Page excerpt:
(Roughly) Daily

Posts Tagged ‘trade

“Resistance to the organized mass can be effected only by the man who is as well organized in his individuality as the mass itself”*…

Thomas R. Wells on something to remember in these times of international conflict…

As any map will show you, the world is divided by political borders into spaces called countries. People and things can live in, come from, or go to these places.

But countries are not any more than that.

Firstly and most obviously, countries are merely a social construction. They are collectively produced fictions (like money, or religions) rather than mind-independent objects (like stones). Being fictional does not mean that countries do not matter, but it does mean that they only exist so long as enough people agree to act as if they do.

Secondly and more significantly, countries are places not agents. Places on a map cannot have interests or goals or take actions to achieve them. To think otherwise is to confuse the properties of one kind of thing with another. This category error infects not only general talk, but also much otherwise careful journalism and even academic analysis. For example, the influential Realistschool of international relations is founded on the axiom that countries do (or ought to) act only in their national interest. This trades on two category errors: that countries (rather than governments) can act and that they have interests. The result is confusing and unfalsifiable nonsense about buffer zones, access to resources and so forth that is about as helpful for understanding, predicting, and managing conflicts as an astrological map.

Work to complete: Reproduce word for word the part of the post on countries between "Thomas R. Wells" and "if they do.", inclusive.

(Segmentation mask data)
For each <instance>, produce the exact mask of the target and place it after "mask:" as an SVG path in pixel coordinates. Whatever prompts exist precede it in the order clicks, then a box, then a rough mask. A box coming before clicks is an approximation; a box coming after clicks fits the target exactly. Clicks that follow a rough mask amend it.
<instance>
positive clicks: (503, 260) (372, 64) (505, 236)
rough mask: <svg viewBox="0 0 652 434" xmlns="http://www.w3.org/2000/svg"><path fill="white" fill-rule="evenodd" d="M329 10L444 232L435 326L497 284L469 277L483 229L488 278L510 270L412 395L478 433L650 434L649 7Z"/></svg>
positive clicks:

Reply to the exercise:
Thomas R. Wells on something to remember in these times of international conflict…

As any map will show you, the world is divided by political borders into spaces called countries. People and things can live in, come from, or go to these places.

But countries are not any more than that.

Firstly and most obviously, countries are merely a social construction. They are collectively produced fictions (like money, or religions) rather than mind-independent objects (like stones). Being fictional does not mean that countries do not matter, but it does mean that they only exist so long as enough people agree to act as if they do.